MATERIALS PROVIDED START
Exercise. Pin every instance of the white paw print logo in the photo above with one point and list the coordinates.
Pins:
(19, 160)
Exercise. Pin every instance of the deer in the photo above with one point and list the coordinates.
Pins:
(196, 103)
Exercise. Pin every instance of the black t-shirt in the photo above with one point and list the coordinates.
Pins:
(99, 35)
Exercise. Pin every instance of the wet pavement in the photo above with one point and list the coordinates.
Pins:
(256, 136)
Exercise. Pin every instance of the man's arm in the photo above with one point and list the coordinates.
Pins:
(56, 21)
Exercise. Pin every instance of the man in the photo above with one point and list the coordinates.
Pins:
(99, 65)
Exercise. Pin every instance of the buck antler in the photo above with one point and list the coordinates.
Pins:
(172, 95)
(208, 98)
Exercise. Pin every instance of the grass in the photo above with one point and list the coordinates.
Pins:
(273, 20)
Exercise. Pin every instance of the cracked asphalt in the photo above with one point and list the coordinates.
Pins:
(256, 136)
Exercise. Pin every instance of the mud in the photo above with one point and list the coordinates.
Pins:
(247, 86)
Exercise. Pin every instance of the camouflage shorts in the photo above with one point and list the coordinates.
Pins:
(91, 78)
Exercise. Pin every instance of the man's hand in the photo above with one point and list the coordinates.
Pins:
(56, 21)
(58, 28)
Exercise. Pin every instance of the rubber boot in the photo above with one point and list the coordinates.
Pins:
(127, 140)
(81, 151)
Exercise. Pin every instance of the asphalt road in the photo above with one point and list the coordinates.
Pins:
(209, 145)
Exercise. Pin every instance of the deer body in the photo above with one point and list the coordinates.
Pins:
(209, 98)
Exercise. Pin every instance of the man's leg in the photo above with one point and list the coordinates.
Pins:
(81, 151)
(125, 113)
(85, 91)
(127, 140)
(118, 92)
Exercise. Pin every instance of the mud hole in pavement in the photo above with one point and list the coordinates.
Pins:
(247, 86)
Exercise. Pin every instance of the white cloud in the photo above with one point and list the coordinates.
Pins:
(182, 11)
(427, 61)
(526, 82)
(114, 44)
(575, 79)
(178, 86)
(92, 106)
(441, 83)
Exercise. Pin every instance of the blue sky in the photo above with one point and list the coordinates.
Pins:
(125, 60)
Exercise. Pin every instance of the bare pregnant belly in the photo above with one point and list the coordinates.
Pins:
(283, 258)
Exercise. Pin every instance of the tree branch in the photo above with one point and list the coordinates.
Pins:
MATERIALS PROVIDED END
PROBLEM REQUIREMENTS — The answer must consist of every line from the data that holds the string "pavement".

SOLUTION TO THIS PROBLEM —
Exercise. Pin every instance of the wet pavement in the photo above with one point and list the coordinates.
Exercise. Pin every instance of the mud hole in pavement in the photo above with one point and list the coordinates.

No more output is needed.